### DATA RECORDS ###

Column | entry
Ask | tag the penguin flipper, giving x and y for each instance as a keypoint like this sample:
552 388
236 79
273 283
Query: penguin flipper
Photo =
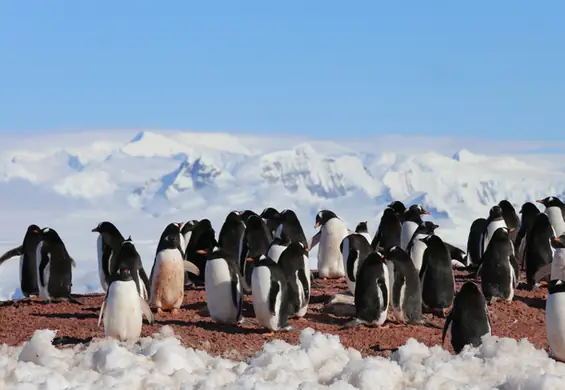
11 253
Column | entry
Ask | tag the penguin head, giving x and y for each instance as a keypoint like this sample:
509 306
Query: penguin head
324 216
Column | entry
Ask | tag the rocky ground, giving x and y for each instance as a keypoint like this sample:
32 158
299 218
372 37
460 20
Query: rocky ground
524 317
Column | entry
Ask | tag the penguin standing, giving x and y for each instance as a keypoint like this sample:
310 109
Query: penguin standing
499 270
123 307
436 275
54 267
224 291
270 294
474 242
371 292
468 321
354 250
332 231
28 262
417 247
412 219
295 265
167 273
555 318
362 229
495 221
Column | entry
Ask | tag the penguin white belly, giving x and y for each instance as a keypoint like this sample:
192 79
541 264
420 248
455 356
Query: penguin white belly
406 233
555 324
330 260
122 311
167 283
219 291
275 252
261 281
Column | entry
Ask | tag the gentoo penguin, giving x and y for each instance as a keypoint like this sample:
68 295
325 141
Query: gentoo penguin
362 229
538 250
555 318
332 231
231 232
371 292
290 226
277 246
107 246
436 276
123 306
555 269
28 264
389 230
474 242
412 219
468 321
499 270
271 216
224 291
167 273
54 267
406 295
495 220
529 212
417 247
269 294
354 250
203 237
256 240
510 217
295 265
555 210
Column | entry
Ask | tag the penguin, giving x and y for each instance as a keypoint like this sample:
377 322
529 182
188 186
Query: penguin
555 318
417 247
269 294
555 210
291 227
203 237
474 242
412 219
231 232
371 292
295 265
389 230
123 307
406 294
224 290
28 262
499 270
277 246
469 320
436 276
510 217
257 238
107 246
332 231
555 269
361 228
529 212
54 268
167 273
354 250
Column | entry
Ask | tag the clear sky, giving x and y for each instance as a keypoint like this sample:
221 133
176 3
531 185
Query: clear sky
319 68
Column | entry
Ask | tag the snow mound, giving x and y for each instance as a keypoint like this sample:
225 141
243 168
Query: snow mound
319 361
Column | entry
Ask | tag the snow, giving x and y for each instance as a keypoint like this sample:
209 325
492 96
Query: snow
143 179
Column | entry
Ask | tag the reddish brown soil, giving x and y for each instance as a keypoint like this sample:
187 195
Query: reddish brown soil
523 317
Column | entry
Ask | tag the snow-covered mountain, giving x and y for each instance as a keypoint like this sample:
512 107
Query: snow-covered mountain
143 180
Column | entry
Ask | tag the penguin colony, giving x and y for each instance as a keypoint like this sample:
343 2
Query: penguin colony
405 270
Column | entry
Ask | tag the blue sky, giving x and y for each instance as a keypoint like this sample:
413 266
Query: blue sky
320 68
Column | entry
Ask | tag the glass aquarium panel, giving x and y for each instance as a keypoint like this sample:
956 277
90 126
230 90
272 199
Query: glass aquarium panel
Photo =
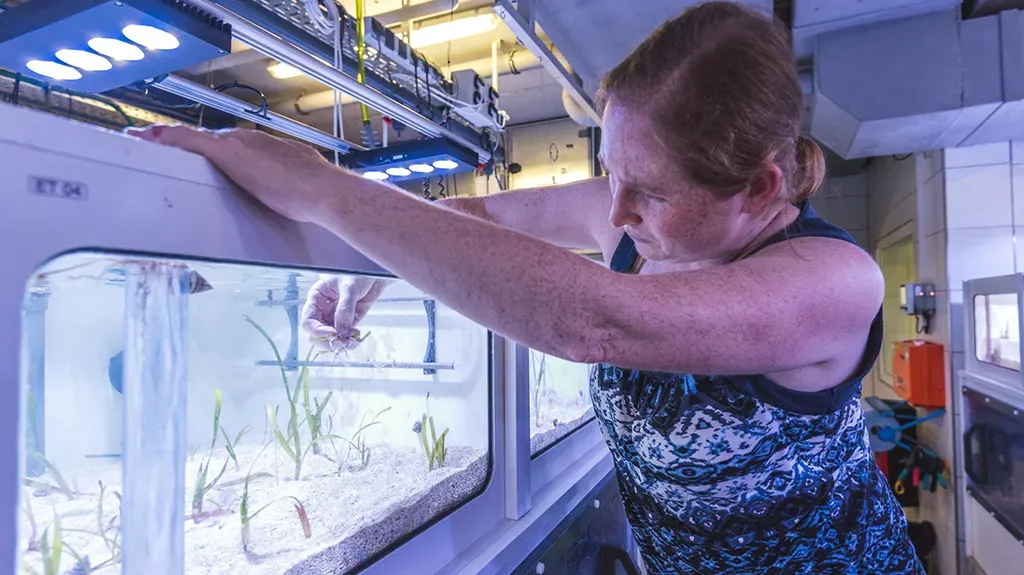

###

WHAT IS EXPECTED: Set down each record above exactly as it stands and leave out all pictures.

WRITTEN ANSWER:
Column | entry
Ask | tag the penguin flipper, giving x and y for each instance as a keypoint like this sample:
552 388
236 79
273 283
Query: penguin flipper
Photo =
11 253
Column | entry
Ask | tag the penguin head, giving x and y for each instance as a keypoint like this sample:
509 306
Query: penguin head
324 216
Column | entry
Ask | tag the rocky ground, giving x and y for each instance as a keypoint like this sample:
32 158
299 218
372 37
460 20
Query: rocky ground
524 317
Column | entry
Ask | tag the penguin standing, giving x and y for each instance as a keypoint like this sample:
310 109
Query: penguin standing
499 270
123 307
436 275
54 267
224 291
270 294
474 242
371 292
468 321
354 250
332 231
28 262
417 247
412 219
295 265
167 273
555 318
362 229
495 221
Column | entry
Ask | tag the penguin white belly, giving x and y for each instance as a keypoint like this sample:
192 79
541 264
420 248
455 356
Query: penguin white belly
406 233
555 324
330 260
122 311
167 283
219 291
275 252
261 281
Column | entry
Ask | tag the gentoo penguin, giving x and y for each instance as a keypoint like this sample:
68 295
325 141
Query: gentoo penguin
362 229
538 250
555 318
332 231
231 232
371 292
290 226
277 246
107 246
436 276
123 306
555 269
28 264
389 230
474 242
412 219
468 321
499 270
271 216
224 291
167 273
54 267
406 295
495 220
529 212
417 247
269 294
354 250
203 237
256 240
510 217
295 265
555 210
Column | entry
Ask | tag the penguin, giving x and y for each instance as a keypoint like this sample:
377 322
529 182
188 186
Query: penguin
555 318
417 247
269 294
555 210
291 227
203 237
474 242
412 219
231 232
371 292
295 265
389 230
123 307
406 294
224 290
28 262
499 270
277 246
469 320
436 276
510 217
257 238
107 246
332 231
555 269
361 228
529 212
54 268
167 273
354 250
Column | entry
Ask | tag the clear sky, giving x and y for each instance as a keypoint like this sample:
221 133
176 3
531 185
Query: clear sky
319 68
Column | entry
Ask | tag the snow mound, giving x and y for each instance as a keypoint like this sample:
225 141
243 168
Query: snow mound
319 361
Column | entry
Ask | tag the snow, giving x and y for each instance as a keypoint like this sample:
209 325
492 96
Query: snow
143 179
Column | entry
Ask | tag the reddish brown soil, giving x and y for each instance as a keypoint like this sample:
187 195
Query: reddish brown soil
523 317
Column | entry
Ask | tag the snow-covered mountain, giving x and y for each instance as a keypoint like this sample:
512 107
Query: snow-covered mountain
143 180
Column | entry
Ask | tag the penguin colony, giving x and y for each instance as a keypoint like this sample:
343 2
Query: penguin colony
405 270
Column | entry
Ask | tag the blue sky, giving x and y for each instance as a keypoint like this sample:
413 266
Query: blue sky
320 68
Column | entry
Ask | tag the glass aquarium panel, giving x and y for each instance as a keypoint like this sample:
956 277
90 126
230 90
272 199
Query: glass aquarium panel
Photo =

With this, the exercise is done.